* Text section
Skip to main content

Embeddings

Nomic Atlas allows anyone to access the power of embeddings.

An embedding is a vector representation of an unstructured datapoint that enables computers to manipulate the data based on semantics and meaning.

Learn more about Nomic Embedding Models and the Embedding Inference API.

New Release: Nomic Embedding Model and API

We've launched nomic-embed-text-v1.5 a text embedding model that supports variable output size!

You can use it as the text embedding model powering your AtlasDataset and it is available in the Nomic Embedding API.

Read more in our official blog post and learn how to use it in the API Reference.

Embeddings in Atlas

When an unstructured dataset is uploaded to Atlas, an embedding is associated with each datapoint using a Nomic Embedding Model.

Nomic Atlas operates over embeddings to enable its unstructured data capabilities.

2D Embeddings: All embeddings stored in Atlas have a corresponding 2D, human-interpretable representation. These 2D embeddings power the layout of the Atlas Map. They are generated with a Nomic Dimensionality Reduction model.

Accessing Embeddings

You can use the Nomic Python client to access and download low-dimensional (2D) and high-dimensional embeddings of your dataset.

* Exercise tasks
**1.** According to the Atlas embeddings page, what purpose do the 2D embeddings serve? Answer in one to three sentences.
**2.** Output the passage of the Atlas embeddings page between "Read more in" and "Nomic Embedding Model.", inclusive.
**3.** Pick up the Atlas embeddings page after its last sentence and continue it.

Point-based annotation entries
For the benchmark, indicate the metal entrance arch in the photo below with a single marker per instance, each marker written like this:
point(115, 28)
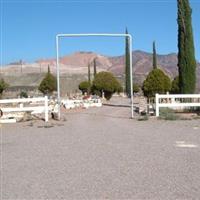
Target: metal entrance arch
point(90, 35)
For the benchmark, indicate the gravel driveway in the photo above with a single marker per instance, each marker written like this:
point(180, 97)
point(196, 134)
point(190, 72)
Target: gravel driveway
point(101, 154)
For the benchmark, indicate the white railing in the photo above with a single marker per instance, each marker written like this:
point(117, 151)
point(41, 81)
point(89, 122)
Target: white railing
point(35, 105)
point(176, 100)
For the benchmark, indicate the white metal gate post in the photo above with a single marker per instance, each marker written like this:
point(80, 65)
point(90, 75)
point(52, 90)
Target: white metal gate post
point(46, 109)
point(157, 105)
point(58, 75)
point(89, 35)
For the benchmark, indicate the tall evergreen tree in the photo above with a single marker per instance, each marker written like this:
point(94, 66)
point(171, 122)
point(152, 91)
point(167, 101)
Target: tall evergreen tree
point(154, 56)
point(95, 67)
point(127, 66)
point(89, 76)
point(186, 51)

* Outputs in order
**1.** Every embedding stored in Atlas has a matching 2D representation that people can interpret. These 2D embeddings power the layout of the Atlas Map, and a Nomic Dimensionality Reduction model generates them.

**2.**
Read more in our official blog post and learn how to use it in the API Reference.

Embeddings in Atlas

When an unstructured dataset is uploaded to Atlas, an embedding is associated with each datapoint using a Nomic Embedding Model.

**3.**
  • Low-dimensional (2-D): These are the embeddings used to visualize your datasets in the Atlas Map.
  • High-dimensional (latent): These are produced by Nomic Embedding Models or are your uploaded embeddings.

Your datasets embeddings exist in the map.embeddings attribute of the AtlasDataset:

from nomic import AtlasDataset

map = AtlasDataset('my-dataset').maps[0]

map.embeddings

Latent and 2D Embeddings

The map.embeddings.projected attribute contains a Pandas dataframe of your 2D embeddings.

The map.embeddings.latent contains high-dimensional embeddings produced by a Nomic Embedding Model.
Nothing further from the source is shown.